§ **BRIEF**
Please give back, exactly as written, only the line containing "Read each instance's" and every line after it until the data below ends.
————————
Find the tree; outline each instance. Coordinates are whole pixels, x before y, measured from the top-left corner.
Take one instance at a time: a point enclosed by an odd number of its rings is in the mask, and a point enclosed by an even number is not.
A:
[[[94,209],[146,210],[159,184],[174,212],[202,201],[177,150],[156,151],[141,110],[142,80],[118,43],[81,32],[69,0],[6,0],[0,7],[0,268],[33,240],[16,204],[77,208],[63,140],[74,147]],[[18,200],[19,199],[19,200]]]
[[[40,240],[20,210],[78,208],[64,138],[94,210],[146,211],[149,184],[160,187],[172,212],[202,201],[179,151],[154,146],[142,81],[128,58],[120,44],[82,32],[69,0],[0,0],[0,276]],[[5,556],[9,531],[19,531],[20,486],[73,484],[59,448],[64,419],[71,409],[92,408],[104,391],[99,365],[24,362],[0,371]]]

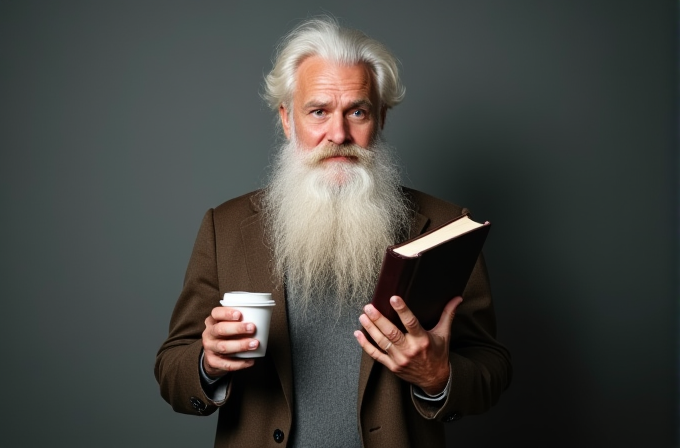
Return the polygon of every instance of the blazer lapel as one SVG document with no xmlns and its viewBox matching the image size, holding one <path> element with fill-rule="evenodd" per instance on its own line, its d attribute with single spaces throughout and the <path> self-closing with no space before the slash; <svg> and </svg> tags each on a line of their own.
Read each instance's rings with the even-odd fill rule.
<svg viewBox="0 0 680 448">
<path fill-rule="evenodd" d="M 413 220 L 413 225 L 411 226 L 411 230 L 409 232 L 409 239 L 420 235 L 423 230 L 425 230 L 425 227 L 429 221 L 430 219 L 427 216 L 416 213 L 415 219 Z M 366 384 L 368 384 L 368 378 L 371 376 L 371 371 L 373 370 L 374 364 L 375 360 L 371 358 L 366 352 L 363 352 L 361 356 L 361 366 L 359 367 L 359 395 L 357 403 L 357 411 L 359 412 L 359 415 L 361 415 L 361 403 L 364 401 Z"/>
<path fill-rule="evenodd" d="M 283 281 L 274 275 L 272 266 L 272 252 L 267 246 L 264 236 L 264 226 L 259 207 L 253 201 L 255 214 L 241 222 L 241 238 L 246 251 L 246 269 L 253 290 L 271 292 L 276 302 L 272 311 L 267 355 L 274 362 L 281 387 L 293 409 L 293 368 L 291 360 L 290 338 L 288 334 L 288 316 L 286 313 L 286 299 Z"/>
</svg>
————————
§ **RESULT OF THIS EXERCISE**
Read each instance's rings with the even-odd fill rule.
<svg viewBox="0 0 680 448">
<path fill-rule="evenodd" d="M 413 220 L 413 225 L 411 226 L 411 230 L 409 232 L 409 239 L 420 235 L 423 230 L 425 230 L 425 227 L 429 221 L 430 219 L 427 216 L 416 213 L 415 219 Z M 366 384 L 368 384 L 368 378 L 371 376 L 371 371 L 373 370 L 374 364 L 375 360 L 371 358 L 366 352 L 363 352 L 361 356 L 361 366 L 359 367 L 359 395 L 357 403 L 357 411 L 359 412 L 359 415 L 361 415 L 361 403 L 364 401 Z"/>
<path fill-rule="evenodd" d="M 283 281 L 274 275 L 272 266 L 272 252 L 267 246 L 264 236 L 264 226 L 259 207 L 253 201 L 255 214 L 241 222 L 241 238 L 246 251 L 246 269 L 253 290 L 271 292 L 276 302 L 272 311 L 267 355 L 274 362 L 281 387 L 293 409 L 293 368 L 291 360 L 290 338 L 288 334 L 288 316 L 286 313 L 286 299 Z"/>
</svg>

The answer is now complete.